== Provided entries ==

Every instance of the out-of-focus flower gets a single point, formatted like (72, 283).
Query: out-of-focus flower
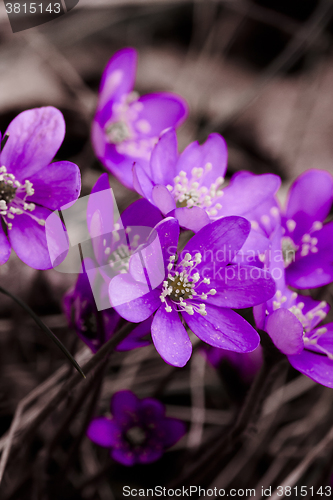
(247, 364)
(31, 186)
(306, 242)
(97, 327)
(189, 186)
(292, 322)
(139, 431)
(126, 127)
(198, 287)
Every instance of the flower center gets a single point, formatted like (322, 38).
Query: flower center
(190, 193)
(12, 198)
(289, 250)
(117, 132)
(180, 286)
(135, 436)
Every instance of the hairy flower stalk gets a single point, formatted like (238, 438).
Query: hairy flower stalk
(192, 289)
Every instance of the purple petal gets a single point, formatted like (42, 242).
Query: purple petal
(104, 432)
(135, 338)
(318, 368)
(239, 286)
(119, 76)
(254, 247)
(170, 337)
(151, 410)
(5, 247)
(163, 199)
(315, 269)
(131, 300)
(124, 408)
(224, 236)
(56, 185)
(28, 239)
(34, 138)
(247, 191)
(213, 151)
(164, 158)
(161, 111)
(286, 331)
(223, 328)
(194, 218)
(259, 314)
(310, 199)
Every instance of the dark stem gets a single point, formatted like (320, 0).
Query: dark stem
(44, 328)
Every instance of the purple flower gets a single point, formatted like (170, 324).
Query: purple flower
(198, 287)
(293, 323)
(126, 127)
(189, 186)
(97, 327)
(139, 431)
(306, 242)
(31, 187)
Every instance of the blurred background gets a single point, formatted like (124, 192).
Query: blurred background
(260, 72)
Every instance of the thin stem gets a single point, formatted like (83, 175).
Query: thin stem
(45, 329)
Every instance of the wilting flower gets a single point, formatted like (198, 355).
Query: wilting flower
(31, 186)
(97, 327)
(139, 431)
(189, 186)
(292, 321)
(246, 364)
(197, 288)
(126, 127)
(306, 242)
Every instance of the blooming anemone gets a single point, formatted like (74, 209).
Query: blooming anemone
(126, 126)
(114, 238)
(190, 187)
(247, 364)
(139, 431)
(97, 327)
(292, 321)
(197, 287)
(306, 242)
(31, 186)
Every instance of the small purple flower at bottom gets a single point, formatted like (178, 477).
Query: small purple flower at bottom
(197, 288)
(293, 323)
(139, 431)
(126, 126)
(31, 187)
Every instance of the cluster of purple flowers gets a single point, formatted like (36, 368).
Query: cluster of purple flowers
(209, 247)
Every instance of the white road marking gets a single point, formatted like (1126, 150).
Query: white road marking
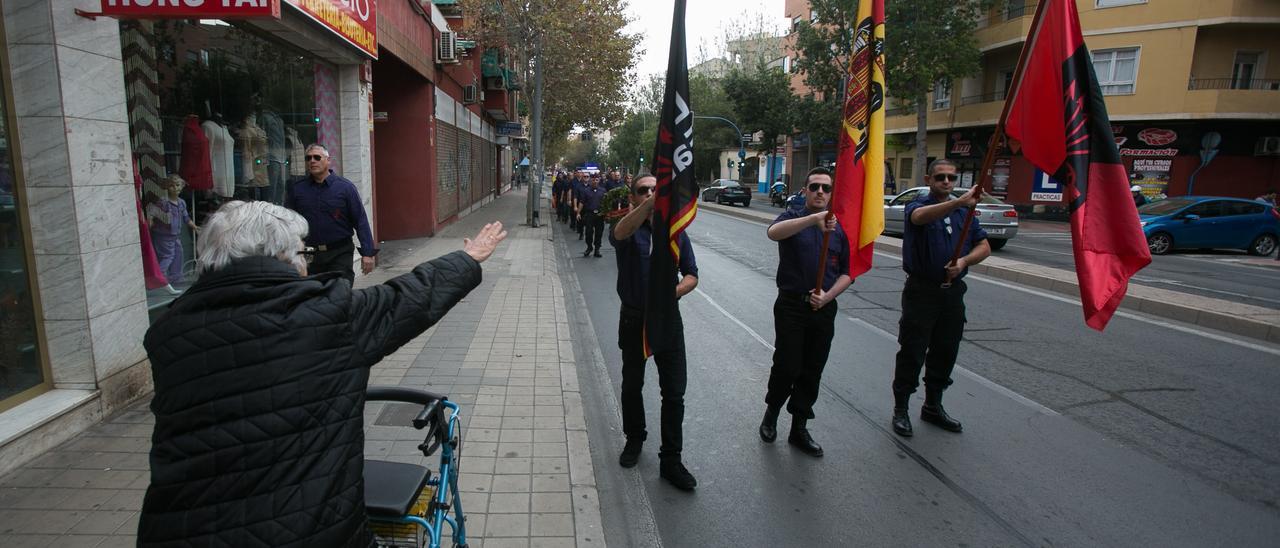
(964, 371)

===

- _Short problem_
Edit all of the material above, changing each "purple" to "violet" and leaving every other word as it is. Omit the pictures from your answer.

- _Answer below_
Every instance of the out-of-focus flower gets a single point, formatted like (72, 283).
Query: out-of-focus flower
(247, 364)
(31, 186)
(306, 242)
(97, 327)
(189, 186)
(292, 322)
(139, 431)
(126, 127)
(198, 287)
Every instance of the flower center gets a single point, formatted like (322, 38).
Query: flower center
(190, 193)
(12, 198)
(289, 250)
(117, 132)
(180, 286)
(135, 436)
Every instance of the hairy flower stalk gets a single point, formatted like (238, 438).
Query: hairy flower stalk
(192, 289)
Every instance of the violet petal gets a single point, formatted like (42, 242).
Query: violet petal
(104, 432)
(135, 338)
(318, 368)
(239, 286)
(119, 76)
(254, 247)
(170, 337)
(151, 410)
(5, 247)
(163, 199)
(315, 269)
(131, 300)
(124, 408)
(224, 236)
(56, 185)
(28, 239)
(34, 138)
(247, 191)
(213, 151)
(164, 158)
(161, 111)
(286, 331)
(223, 328)
(194, 218)
(259, 314)
(310, 199)
Every instance of the dark stem gets a single point, formatted like (320, 0).
Query: dark stem
(44, 328)
Every instance of the violet flower gets a single point, formatted like (170, 324).
Query: violet flower
(198, 287)
(293, 323)
(126, 127)
(189, 186)
(97, 327)
(139, 431)
(306, 242)
(31, 187)
Every instance of the blurred background gets a single point, formatted like (124, 192).
Query: blurred background
(260, 72)
Every instance of the thin stem gets a single point, formatted like (83, 175).
Query: thin stem
(45, 329)
Every instance of the wilting flower gets a single point, formatted like (198, 355).
Query: wilting flower
(31, 186)
(97, 327)
(139, 431)
(189, 186)
(292, 321)
(246, 364)
(197, 288)
(126, 127)
(306, 242)
Every instance of the blooming anemone gets a single point, formatted like (74, 209).
Query: blooming anemone
(126, 126)
(114, 238)
(190, 187)
(247, 364)
(139, 431)
(97, 327)
(292, 321)
(197, 287)
(306, 242)
(31, 186)
Every instance of the small violet flower at bottom gets a single point, formatted like (178, 477).
Query: small violet flower at bottom
(197, 288)
(293, 323)
(139, 431)
(126, 126)
(31, 187)
Every instance of the cluster of violet flowers gets a single point, formatted like (36, 368).
Query: cluster of violet flowers
(209, 247)
Every instance of the white road marking gets a single point, formatted like (1126, 150).
Query: white road marking
(964, 371)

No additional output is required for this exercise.